Top of EXERCISE INPUT

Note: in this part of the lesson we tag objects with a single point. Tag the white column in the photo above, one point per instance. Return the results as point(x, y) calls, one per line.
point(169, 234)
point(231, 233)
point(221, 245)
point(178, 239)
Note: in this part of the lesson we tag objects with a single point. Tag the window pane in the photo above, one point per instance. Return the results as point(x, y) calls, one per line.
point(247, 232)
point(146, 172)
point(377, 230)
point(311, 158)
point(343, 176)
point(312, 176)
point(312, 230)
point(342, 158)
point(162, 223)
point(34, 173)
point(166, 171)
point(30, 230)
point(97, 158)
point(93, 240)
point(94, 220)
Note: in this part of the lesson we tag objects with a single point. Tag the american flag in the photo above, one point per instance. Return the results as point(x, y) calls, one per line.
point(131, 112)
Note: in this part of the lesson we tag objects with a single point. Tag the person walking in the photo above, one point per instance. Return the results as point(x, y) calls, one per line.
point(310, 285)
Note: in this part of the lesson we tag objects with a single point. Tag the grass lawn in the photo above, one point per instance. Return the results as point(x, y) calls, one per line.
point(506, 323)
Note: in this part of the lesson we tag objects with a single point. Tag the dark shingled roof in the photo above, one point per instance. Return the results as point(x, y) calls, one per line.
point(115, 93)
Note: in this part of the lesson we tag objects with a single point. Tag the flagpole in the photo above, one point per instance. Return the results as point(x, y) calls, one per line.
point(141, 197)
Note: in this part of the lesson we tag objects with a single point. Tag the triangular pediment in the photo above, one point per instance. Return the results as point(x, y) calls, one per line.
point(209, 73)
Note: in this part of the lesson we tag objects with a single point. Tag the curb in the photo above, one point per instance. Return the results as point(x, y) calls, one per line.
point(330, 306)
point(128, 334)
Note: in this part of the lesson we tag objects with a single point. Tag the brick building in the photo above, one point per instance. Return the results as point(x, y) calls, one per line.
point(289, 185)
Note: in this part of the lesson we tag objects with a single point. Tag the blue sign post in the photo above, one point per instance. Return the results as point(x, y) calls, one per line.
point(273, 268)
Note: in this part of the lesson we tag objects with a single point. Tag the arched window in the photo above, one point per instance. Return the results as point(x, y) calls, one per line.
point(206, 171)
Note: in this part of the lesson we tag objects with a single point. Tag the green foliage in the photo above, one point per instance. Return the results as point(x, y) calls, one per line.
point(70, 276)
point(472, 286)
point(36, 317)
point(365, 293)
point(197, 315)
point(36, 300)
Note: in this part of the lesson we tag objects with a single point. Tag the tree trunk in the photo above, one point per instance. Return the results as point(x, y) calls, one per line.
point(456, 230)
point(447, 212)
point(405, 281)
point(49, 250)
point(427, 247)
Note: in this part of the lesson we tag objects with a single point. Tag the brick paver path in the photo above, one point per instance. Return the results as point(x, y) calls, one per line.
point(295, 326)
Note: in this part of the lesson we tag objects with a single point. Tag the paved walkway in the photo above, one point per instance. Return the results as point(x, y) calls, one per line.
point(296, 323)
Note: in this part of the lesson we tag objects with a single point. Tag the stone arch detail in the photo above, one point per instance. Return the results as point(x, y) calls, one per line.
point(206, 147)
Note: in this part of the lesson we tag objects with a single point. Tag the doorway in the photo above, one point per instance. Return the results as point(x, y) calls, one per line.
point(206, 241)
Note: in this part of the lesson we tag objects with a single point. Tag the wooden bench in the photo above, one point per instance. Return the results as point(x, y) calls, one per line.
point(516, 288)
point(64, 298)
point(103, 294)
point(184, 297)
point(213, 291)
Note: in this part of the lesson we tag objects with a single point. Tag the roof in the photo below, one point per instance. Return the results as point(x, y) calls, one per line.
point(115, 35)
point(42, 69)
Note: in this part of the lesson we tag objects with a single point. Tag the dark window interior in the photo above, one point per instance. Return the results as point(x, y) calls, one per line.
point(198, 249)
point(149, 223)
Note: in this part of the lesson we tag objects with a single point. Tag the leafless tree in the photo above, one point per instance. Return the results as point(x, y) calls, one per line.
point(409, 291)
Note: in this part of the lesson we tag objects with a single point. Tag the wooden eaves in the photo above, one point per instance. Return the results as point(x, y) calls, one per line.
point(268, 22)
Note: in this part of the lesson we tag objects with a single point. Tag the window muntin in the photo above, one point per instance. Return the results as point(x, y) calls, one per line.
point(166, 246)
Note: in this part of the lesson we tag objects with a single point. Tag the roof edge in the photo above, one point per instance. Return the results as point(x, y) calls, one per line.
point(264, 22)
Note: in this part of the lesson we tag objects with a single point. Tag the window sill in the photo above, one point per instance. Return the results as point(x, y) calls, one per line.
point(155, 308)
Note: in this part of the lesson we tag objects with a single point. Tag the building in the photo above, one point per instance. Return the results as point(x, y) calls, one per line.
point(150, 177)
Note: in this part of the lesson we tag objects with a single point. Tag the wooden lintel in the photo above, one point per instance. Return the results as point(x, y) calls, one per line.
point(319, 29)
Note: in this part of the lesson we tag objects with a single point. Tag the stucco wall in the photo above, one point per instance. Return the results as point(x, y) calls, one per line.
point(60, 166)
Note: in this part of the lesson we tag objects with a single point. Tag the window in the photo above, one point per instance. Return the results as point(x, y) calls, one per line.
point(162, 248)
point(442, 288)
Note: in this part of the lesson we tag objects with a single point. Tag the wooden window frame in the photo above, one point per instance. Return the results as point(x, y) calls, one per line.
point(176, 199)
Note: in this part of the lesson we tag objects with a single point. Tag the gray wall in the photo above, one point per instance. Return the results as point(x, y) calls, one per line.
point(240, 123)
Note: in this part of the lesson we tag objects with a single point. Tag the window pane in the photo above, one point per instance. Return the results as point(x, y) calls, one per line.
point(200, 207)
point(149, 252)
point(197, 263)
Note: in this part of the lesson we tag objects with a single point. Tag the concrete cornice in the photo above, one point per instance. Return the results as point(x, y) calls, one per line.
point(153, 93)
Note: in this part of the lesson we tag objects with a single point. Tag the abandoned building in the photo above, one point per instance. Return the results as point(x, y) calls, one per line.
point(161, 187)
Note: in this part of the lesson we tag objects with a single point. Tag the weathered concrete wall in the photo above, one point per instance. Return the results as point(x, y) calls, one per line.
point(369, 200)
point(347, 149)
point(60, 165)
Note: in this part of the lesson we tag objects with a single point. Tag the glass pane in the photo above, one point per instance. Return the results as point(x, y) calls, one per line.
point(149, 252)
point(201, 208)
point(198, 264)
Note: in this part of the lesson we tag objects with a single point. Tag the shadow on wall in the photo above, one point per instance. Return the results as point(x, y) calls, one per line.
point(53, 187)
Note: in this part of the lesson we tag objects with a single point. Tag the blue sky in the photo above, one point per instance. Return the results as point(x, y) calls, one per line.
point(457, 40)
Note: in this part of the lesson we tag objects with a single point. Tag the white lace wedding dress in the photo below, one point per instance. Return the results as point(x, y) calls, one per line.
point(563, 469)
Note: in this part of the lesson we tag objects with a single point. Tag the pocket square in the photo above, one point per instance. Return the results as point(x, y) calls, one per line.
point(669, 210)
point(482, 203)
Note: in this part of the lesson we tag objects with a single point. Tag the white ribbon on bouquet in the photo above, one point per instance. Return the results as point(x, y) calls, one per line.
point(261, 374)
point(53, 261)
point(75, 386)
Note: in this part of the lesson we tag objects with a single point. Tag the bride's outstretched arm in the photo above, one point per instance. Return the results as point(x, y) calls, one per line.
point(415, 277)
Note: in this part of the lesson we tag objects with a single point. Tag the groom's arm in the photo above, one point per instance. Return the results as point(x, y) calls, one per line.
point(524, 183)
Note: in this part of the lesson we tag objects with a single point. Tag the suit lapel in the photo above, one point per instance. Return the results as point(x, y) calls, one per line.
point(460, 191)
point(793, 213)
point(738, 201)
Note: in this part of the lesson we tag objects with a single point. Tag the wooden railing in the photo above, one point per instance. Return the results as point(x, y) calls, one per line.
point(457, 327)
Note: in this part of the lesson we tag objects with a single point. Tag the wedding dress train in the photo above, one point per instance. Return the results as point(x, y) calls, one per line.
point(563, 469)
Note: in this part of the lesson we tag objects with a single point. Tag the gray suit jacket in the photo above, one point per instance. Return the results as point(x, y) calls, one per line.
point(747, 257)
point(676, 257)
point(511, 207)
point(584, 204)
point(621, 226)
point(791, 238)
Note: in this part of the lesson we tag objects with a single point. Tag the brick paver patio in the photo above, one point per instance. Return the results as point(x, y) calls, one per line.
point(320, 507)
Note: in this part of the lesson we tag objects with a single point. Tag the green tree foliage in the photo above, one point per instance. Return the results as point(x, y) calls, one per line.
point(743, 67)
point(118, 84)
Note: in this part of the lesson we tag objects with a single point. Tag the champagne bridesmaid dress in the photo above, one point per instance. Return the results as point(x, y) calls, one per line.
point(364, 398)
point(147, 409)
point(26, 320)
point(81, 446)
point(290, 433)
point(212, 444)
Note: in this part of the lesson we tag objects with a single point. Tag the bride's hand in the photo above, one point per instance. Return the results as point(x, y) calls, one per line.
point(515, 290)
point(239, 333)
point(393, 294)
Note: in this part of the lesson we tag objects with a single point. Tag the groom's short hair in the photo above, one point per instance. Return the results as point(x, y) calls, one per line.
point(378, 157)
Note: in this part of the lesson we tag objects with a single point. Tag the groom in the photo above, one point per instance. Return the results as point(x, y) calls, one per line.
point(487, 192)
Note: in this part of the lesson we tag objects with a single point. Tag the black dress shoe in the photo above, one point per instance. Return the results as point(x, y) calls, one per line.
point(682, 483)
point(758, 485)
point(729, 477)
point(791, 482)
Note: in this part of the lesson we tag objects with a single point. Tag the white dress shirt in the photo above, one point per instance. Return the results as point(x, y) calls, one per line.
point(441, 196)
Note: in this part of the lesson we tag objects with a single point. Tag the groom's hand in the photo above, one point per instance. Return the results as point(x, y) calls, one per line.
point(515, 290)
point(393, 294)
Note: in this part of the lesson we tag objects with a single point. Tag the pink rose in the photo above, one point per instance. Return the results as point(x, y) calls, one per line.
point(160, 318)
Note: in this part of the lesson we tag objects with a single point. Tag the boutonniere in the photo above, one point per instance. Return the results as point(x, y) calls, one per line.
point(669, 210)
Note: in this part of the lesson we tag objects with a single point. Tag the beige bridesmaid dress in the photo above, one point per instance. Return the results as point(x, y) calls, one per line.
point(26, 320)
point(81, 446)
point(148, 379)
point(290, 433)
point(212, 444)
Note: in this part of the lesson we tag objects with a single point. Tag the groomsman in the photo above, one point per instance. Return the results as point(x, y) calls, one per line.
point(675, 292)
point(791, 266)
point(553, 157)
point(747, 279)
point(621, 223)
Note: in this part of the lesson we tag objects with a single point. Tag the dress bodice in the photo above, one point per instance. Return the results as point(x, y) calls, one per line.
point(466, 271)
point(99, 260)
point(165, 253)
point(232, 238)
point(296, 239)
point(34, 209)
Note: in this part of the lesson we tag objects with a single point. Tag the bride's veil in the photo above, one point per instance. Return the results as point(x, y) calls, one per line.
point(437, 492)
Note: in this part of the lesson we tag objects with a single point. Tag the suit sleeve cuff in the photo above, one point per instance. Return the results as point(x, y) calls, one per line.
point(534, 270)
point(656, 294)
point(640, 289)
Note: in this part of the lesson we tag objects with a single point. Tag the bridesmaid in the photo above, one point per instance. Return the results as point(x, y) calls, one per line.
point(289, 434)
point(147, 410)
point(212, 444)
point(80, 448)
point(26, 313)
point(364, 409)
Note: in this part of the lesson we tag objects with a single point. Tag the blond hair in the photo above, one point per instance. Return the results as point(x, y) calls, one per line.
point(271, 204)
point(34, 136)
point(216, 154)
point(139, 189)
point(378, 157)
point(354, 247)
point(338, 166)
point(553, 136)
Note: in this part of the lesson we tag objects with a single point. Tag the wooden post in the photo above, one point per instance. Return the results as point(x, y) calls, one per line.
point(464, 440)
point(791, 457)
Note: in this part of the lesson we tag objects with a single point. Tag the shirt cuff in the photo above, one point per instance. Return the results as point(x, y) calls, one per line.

Bottom of EXERCISE INPUT

TASK ITEM —
Once the line with "the bride's veil" is located in the data above, repeat it and every later line through the end, exactly.

EXERCISE SOLUTION —
Note: in this part of the lesson we tag objects with a single point. Tag the bride's veil in the photo above, one point per instance. Return the results as point(x, y) calls, one per line.
point(437, 492)
Note: in this part of the lesson we tag objects with a single point. Tag the suit sleeve cuff in the photo above, one point per instance. Return the results as point(x, y) calls, one per line.
point(534, 270)
point(656, 294)
point(640, 289)
Note: in this part of the lesson we tag objects with a single point. Tag the bridesmaid in the photo above, one point per instance. Return the results as point(x, y) calls, one per line.
point(289, 434)
point(147, 410)
point(212, 444)
point(80, 448)
point(26, 313)
point(364, 409)
Note: in this part of the lesson we tag objects with a single point. Tag the blond hair in the photo above, one point per instance. Return the results as point(x, y) calls, one per line.
point(271, 204)
point(34, 136)
point(216, 154)
point(139, 189)
point(378, 157)
point(354, 247)
point(338, 166)
point(553, 136)
Note: in this part of the lesson we tag objects with a single point. Tag the wooden post in the photo above, one point per instance. Return the results as point(x, y) calls, one per line.
point(464, 440)
point(791, 457)
Note: in this part of the lesson we tag objects with a single point. Tag the shirt cuff in the photo above, one point per instance. Return the results as point(x, y) calls, one per line.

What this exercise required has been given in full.